# [Goal of the exercise]
Convert the entries below into a numbered list with one line per item, skipping blank lines. Omit the pictures.

Data entries:
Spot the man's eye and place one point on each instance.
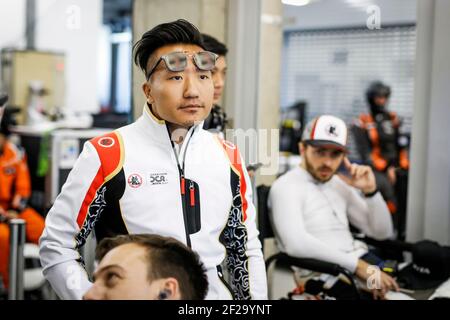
(111, 279)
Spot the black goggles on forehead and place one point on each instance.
(177, 61)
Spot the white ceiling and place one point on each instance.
(344, 13)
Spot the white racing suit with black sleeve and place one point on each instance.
(129, 181)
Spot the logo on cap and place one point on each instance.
(332, 130)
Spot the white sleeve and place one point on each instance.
(286, 204)
(59, 256)
(371, 215)
(256, 264)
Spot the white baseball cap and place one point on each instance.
(326, 130)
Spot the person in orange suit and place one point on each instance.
(15, 189)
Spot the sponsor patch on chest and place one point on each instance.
(158, 178)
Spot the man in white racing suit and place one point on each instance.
(162, 174)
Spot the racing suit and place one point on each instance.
(132, 181)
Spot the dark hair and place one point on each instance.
(214, 45)
(180, 31)
(167, 257)
(8, 120)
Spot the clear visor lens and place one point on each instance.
(205, 60)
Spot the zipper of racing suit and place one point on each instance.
(182, 184)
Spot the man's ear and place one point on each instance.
(169, 289)
(147, 92)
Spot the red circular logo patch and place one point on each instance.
(229, 144)
(106, 142)
(134, 180)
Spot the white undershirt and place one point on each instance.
(311, 219)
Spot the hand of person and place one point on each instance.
(383, 283)
(361, 177)
(392, 176)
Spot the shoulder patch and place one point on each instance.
(110, 151)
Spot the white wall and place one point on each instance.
(429, 182)
(73, 27)
(12, 25)
(339, 13)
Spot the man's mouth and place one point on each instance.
(325, 171)
(191, 107)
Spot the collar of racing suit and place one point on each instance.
(156, 130)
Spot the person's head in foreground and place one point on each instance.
(323, 146)
(179, 87)
(147, 267)
(219, 73)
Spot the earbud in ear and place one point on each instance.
(163, 295)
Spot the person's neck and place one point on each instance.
(177, 132)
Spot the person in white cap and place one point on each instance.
(312, 205)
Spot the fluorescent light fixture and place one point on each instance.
(297, 3)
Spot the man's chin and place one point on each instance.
(323, 178)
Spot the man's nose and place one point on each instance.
(191, 81)
(94, 293)
(218, 82)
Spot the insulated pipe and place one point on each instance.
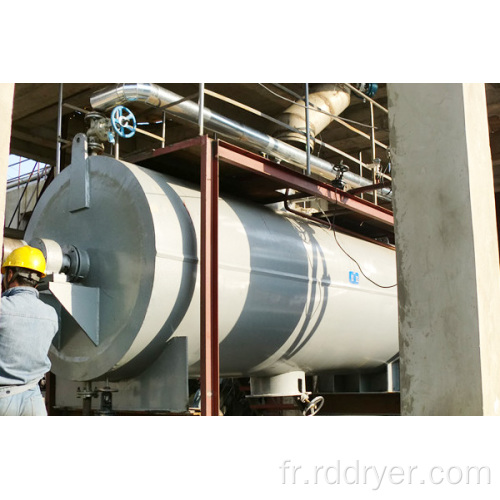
(159, 97)
(331, 98)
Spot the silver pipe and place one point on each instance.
(157, 96)
(308, 132)
(59, 132)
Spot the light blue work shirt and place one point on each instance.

# [Complete output]
1. Spot the man's eye and place one point on each instance.
2. (111, 279)
3. Spot the black goggles on forehead and place one point on each instance.
4. (177, 61)
5. Spot the white ceiling and place one point on each instance.
6. (344, 13)
7. Spot the white racing suit with black sleeve and place one point on each instance.
8. (129, 181)
9. Spot the logo on cap and place one point on each instance.
10. (332, 130)
11. Spot the white sleeve and place one point on each instance.
12. (286, 204)
13. (59, 256)
14. (371, 215)
15. (256, 264)
16. Spot the white baseball cap and place one point on each instance.
17. (326, 130)
18. Spot the person in orange suit and place one point on each instance.
19. (15, 189)
20. Spot the sponsor patch on chest and place one point on each instance.
21. (158, 178)
22. Spot the man in white racing suit and place one point on each instance.
23. (162, 174)
24. Spot the racing suit and place one point on each instance.
25. (132, 181)
26. Spot the dark hair and place one point on each instance.
27. (214, 45)
28. (180, 31)
29. (167, 257)
30. (8, 120)
31. Spot the clear visor lens and place one point on each instance.
32. (205, 60)
33. Spot the zipper of racing suit and place one point on each instance.
34. (182, 184)
35. Spot the man's ear and place one point on each instance.
36. (169, 289)
37. (147, 92)
38. Spot the red circular logo patch and place one point on each instance.
39. (229, 144)
40. (106, 142)
41. (134, 180)
42. Spot the white undershirt and place one point on each instance.
43. (311, 219)
44. Spot the hand of person and place one point on each instance.
45. (383, 283)
46. (361, 177)
47. (392, 176)
48. Spot the shoulder patch and place one point on each instance.
49. (110, 151)
50. Spot the white wall and place one point on each instance.
51. (429, 182)
52. (73, 27)
53. (12, 25)
54. (339, 13)
55. Spot the man's mouth and place one point on each instance.
56. (325, 171)
57. (191, 107)
58. Spot the collar of racing suit and place one point on each instance.
59. (156, 130)
60. Spot the person's head in foreground and place one point on each instance.
61. (323, 146)
62. (179, 87)
63. (147, 267)
64. (219, 73)
65. Spot the earbud in ear and place one point on each instance.
66. (163, 295)
67. Spot the person's neck and place one point on each instance.
68. (177, 132)
69. Spot the person in white cap and place one point on each instance.
70. (312, 205)
71. Spot the fluorescent light fixture and place one point on each instance.
72. (297, 3)
73. Spot the man's chin and place one point on each instance.
74. (323, 178)
75. Spot the man's nose and place one point on each instance.
76. (191, 81)
77. (94, 293)
78. (218, 82)
79. Spot the insulated pipe and place one point on each instance.
80. (159, 97)
81. (331, 98)
82. Spot the silver pipe and place one point on each instance.
83. (157, 96)
84. (308, 132)
85. (59, 132)
86. Spot the light blue work shirt and place one point on each instance.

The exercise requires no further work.